Brano fornito.
Proprio per questo il paese – guidato dalla matriarca Saretta, l’incarnazione degli istinti più bassi delle donne e gli uomini di Vallescura, il punto di riferimento per ogni decisione – individua la colpevole dell’epidemia in Maria, la straniera. Colei che è arrivata qualche anno prima “da fuori” piena di dolore e solitudine a causa della perdita dei figli, e che negli abitanti del posto ha trovato solo un isolamento maggiore, un’ostilità profonda dettata dal suo essere diversa e in quanto tale costituire un pericolo.
Ma è veramente così? La giovane Maria è veramente colpevole di aver portato la peste a Vallescura, o c’è magari qualcosa di più, un motivo oscuro e antico che incombe già da tempo sulle vite pigre dei cittadini?
L’oscillare continuo tra realtà e immaginazione
Nel nuovo romanzo di Lipperini torna la straordinaria abilità della scrittrice di costruire una storia nella quale l’elemento fantastico viene percepito da chi legge –almeno all’inizio – come un qualcosa di vagamente inquietante, sfuggente, all’angolo estremo del campo visivo del racconto. Man mano che si procede con la lettura, ciò che di inconsueto quasi sfuggiva alla nostra vista viene messo a fuoco con sempre maggiore chiarezza grazie alle donne che prendono la parola all’interno del romanzo e si fanno narratrici di quella parte oscura, magica e inquietante del paese che spiega l’epidemia di Vallescura.

Compito A.
Cita parola per parola la parte del brano sull'epidemia di Vallescura compresa tra "Proprio per questo" e "costituire un pericolo.", estremi inclusi.
Compito B.
Prosegui il brano sull'epidemia di Vallescura, cominciando subito dopo la sua ultima frase.

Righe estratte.
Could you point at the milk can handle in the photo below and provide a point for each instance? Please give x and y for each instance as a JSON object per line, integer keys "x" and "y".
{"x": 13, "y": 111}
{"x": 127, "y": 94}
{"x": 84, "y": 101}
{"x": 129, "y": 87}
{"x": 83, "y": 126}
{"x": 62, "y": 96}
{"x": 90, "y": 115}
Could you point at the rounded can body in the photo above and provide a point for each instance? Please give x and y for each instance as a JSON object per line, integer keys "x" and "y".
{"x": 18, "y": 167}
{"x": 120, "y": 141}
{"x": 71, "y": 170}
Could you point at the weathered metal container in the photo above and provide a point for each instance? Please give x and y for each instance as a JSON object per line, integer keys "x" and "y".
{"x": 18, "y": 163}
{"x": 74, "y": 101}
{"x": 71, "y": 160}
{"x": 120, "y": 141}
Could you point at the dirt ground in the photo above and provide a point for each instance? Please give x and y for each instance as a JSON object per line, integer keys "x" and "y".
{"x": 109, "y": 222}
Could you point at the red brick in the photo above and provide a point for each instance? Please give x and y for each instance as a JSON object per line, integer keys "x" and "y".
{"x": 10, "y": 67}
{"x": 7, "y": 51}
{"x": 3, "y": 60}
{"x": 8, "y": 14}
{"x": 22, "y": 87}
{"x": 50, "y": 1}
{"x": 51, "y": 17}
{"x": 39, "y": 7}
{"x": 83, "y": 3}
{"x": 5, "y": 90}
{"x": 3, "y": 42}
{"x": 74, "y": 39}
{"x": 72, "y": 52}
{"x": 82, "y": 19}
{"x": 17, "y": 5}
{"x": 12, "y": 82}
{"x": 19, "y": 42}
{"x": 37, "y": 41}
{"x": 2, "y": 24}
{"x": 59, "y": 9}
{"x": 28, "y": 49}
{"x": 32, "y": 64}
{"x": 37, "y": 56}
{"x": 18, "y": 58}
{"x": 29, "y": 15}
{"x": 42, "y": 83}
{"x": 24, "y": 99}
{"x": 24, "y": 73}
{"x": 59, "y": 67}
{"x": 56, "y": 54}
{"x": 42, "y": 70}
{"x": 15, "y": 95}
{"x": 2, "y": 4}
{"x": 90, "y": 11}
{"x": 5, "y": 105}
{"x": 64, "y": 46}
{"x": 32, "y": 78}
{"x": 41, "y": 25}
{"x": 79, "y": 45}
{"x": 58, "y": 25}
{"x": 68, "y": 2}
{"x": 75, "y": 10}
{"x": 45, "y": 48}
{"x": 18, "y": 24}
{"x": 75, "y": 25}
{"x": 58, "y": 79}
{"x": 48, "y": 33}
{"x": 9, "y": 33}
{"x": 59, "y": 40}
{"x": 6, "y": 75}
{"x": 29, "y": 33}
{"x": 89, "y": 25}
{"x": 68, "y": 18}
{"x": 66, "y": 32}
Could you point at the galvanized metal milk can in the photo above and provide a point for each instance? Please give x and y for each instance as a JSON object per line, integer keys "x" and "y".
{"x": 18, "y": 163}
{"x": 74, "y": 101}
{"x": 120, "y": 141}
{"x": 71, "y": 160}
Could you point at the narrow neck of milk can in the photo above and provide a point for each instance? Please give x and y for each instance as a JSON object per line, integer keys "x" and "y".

Risposta A.
Proprio per questo il paese – guidato dalla matriarca Saretta, l’incarnazione degli istinti più bassi delle donne e gli uomini di Vallescura, il punto di riferimento per ogni decisione – individua la colpevole dell’epidemia in Maria, la straniera. Colei che è arrivata qualche anno prima “da fuori” piena di dolore e solitudine a causa della perdita dei figli, e che negli abitanti del posto ha trovato solo un isolamento maggiore, un’ostilità profonda dettata dal suo essere diversa e in quanto tale costituire un pericolo.

Risposta B.
“Aurelia scuote la testa, i capelli corti sono spettinati. No, dice non è questo. É che quella donna è il paese, è come se nessuno potesse far qualcosa se lei non”.
Il grande merito de La notte si avvicina è quello di avere molteplici piani di lettura, che rendono il romanzo un’opera da leggere e rileggere più volte per essere veramente e chiaramente compresa. Primo fra tutti l’elemento fantastico che conferisce un’origine soprannaturale all’epidemia e si intreccia strettamente a una mitologia di donne che certo, sono esseri umani, ma allo stesso tempo manifestazioni divine che tornano dagli inferi per premiare e punire gli abitanti.
C’è poi quello più intimamente legato alla nostra attualità, che emerge soprattutto a partire dagli abitanti sfortunati di Vallescura, uomini e donne isolati e chiusi in tutti i sensi del termine, ostili, depressi e sempre pronti a ferire (fisicamente e psicologicamente) chi è diverso.
“É il paese, pensava Carmen. il paese che espelle o distrugge chi non lo rende omogeneo, presentabile, quieto. I matti, gli ubriaconi, i tossici. Se ne vanno o crepano, quel che conta è mostrarsi uniti, festeggiare l’autunno con la castagnata e il vino rosso, ammirare, tutti insieme le luminarie di Natale, partecipare – tutti, mi raccomando – al presepe vivente, cucinare per la cena estiva. Una, due, dieci cene estive, fino a spaccarsi il cuore di cibo”.